── Data shown ──

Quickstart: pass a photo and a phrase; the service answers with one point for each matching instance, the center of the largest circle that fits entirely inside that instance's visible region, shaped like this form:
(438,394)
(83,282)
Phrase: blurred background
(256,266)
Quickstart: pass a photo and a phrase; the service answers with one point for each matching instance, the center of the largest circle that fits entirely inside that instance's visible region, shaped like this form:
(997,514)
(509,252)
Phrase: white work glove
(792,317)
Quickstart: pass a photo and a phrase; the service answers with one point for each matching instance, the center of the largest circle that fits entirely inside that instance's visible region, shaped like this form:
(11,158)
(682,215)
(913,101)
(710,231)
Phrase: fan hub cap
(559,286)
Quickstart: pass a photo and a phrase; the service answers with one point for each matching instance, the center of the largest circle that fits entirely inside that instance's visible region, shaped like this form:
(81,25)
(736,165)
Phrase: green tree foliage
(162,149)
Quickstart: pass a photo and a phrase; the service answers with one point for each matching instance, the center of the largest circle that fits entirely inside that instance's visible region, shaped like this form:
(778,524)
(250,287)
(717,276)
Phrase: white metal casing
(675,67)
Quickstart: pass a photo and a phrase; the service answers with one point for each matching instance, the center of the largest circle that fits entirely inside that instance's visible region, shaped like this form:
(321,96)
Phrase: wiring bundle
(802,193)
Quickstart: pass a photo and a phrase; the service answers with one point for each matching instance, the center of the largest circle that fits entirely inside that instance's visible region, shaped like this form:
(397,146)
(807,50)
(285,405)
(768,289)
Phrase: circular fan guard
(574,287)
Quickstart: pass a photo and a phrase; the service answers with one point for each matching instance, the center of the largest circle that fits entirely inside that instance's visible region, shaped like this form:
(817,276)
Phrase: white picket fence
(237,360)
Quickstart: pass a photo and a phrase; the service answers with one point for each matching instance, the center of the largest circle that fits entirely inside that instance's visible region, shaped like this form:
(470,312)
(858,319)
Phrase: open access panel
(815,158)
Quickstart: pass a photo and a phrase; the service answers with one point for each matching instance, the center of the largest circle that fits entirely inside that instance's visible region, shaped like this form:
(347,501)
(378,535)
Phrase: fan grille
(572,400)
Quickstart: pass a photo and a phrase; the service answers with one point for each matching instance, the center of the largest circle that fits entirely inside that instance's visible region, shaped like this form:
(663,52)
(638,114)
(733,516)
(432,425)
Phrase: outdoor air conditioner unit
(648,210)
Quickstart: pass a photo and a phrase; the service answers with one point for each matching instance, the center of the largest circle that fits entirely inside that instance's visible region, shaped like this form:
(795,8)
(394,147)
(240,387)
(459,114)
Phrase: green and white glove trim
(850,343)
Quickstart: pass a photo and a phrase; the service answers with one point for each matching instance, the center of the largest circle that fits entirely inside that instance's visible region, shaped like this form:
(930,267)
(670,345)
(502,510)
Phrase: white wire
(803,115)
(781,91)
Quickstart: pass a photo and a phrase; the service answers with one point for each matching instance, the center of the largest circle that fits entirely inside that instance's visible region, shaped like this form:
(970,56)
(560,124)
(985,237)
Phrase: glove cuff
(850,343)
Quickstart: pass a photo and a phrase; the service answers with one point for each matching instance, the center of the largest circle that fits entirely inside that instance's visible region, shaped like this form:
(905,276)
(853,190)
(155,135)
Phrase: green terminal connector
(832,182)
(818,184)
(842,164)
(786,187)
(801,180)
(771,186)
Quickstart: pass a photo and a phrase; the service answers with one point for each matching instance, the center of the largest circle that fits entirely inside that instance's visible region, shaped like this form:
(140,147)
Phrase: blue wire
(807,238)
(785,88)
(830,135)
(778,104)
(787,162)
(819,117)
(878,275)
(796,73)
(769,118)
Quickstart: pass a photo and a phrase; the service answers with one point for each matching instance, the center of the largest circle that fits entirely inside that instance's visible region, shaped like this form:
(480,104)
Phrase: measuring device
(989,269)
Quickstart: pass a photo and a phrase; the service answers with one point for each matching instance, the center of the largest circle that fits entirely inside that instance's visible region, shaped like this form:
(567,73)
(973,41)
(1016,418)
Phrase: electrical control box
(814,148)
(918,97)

───

* Exercise aim *
Your task is to reproduce each entry exactly.

* Solution below *
Quickstart: pass a photo and a phrase; the service answers with one point for each matching instance, the center of the largest circle that fits entirely inside that instance's visible region, shaped like this form:
(438,394)
(83,282)
Phrase: blurred background
(256,266)
Quickstart: pass a photo and a phrase; the service answers with one point for each matching instance, the center of the largest circle that fits entirely inside that instance's visible region, shaped like this form:
(997,514)
(509,252)
Phrase: white work glove
(792,317)
Quickstart: pass a photo and a phrase; the service answers with one point for each matching instance, the center of the largest circle that fits entirely inside that instance's visible region, shaped like this form:
(11,158)
(682,215)
(913,101)
(710,231)
Phrase: fan hub cap
(559,286)
Quickstart: pass a photo and a phrase; the service answers with one point for each matching instance, the center of the largest circle that fits entirely inside that instance's visible region, shaped like this form:
(81,25)
(736,165)
Phrase: green tree foliage
(162,149)
Quickstart: pass a photo and a phrase; the service answers with one point for each matching instance, the center of the largest circle that fits entirely inside that instance's visible region, shaped like this form:
(778,524)
(250,287)
(717,276)
Phrase: white metal casing
(675,67)
Quickstart: pass a photo and a phrase; the service answers with one point for each matching instance, the center of the largest circle that fits entirely inside that instance's visible region, shaped like this form:
(321,96)
Phrase: wiring bundle
(802,193)
Quickstart: pass a photo and a phrase; the service answers with one point for each matching instance, the center of the largest circle that fits entirely inside that instance's visible region, shaped like this form:
(397,146)
(807,50)
(285,405)
(768,289)
Phrase: circular fan guard
(574,287)
Quickstart: pass a photo and a phrase; the service answers with one point for each matching instance, the center of the largest circle that fits entirely inside that instance's visible region, shaped like this form:
(817,276)
Phrase: white picket fence
(237,360)
Quickstart: pass a photo and a phrase; the service answers with one point for each matching instance, the center of the largest circle that fits entirely inside that instance's visible region, shaped like this form:
(470,312)
(858,319)
Phrase: open access panel
(815,158)
Quickstart: pass a photo and a phrase; the service answers with one point for each matching instance, the center of the largest circle that fits entirely inside that instance's visible region, shaped like this form:
(347,501)
(378,535)
Phrase: fan grille
(572,400)
Quickstart: pass a photo and a phrase; the service answers with one point for each matching instance, the center of the largest circle that fits entirely inside that instance's visible region, shaped like this form:
(663,52)
(638,114)
(733,516)
(432,425)
Phrase: outdoor air conditioner unit
(648,210)
Quickstart: pass a photo and a phrase; the service answers with one point for each matching instance, the center of the largest circle that fits entirely inside that instance's visible region, shaped like this form:
(795,8)
(394,147)
(240,387)
(459,114)
Phrase: green and white glove trim
(850,343)
Quickstart: pass a photo and a phrase; the service answers with one point for each matching instance, the center of the largest circle that fits entirely inside that instance's visible region, shaped like this form:
(930,267)
(670,345)
(502,510)
Phrase: white wire
(803,115)
(781,91)
Quickstart: pass a photo and a phrase; the service answers with one point for each matching instance, the center of the largest circle that fits entirely inside that instance's visible region, shaped like this form:
(970,56)
(560,124)
(985,237)
Phrase: glove cuff
(850,343)
Quickstart: pass a photo and a phrase; the service answers with one point for each matching instance, the center of the largest circle that fits entirely inside that instance's visible region, shaped like this form:
(905,276)
(853,190)
(155,135)
Phrase: green terminal connector
(832,182)
(818,184)
(842,164)
(786,187)
(801,180)
(771,186)
Quickstart: pass a photo and a phrase; the service answers with one point for each matching instance, the center of the largest circle that fits entirely inside that instance's visible region, shaped like this form:
(140,147)
Phrase: blue wire
(807,238)
(785,88)
(830,135)
(778,104)
(787,162)
(819,117)
(878,275)
(796,73)
(769,118)
Quickstart: pass a photo and a phrase; the service answers with one point for each matching instance, the center of the largest circle that fits entirely inside that instance's visible region, shaped like this form:
(480,104)
Phrase: measuring device
(989,269)
Quickstart: pass a photo and a phrase; the service answers with one point for each matching instance, the center of the largest circle that fits entirely inside that instance's visible region, shaped like this form:
(567,73)
(973,41)
(1016,418)
Phrase: electrical control box
(814,148)
(918,97)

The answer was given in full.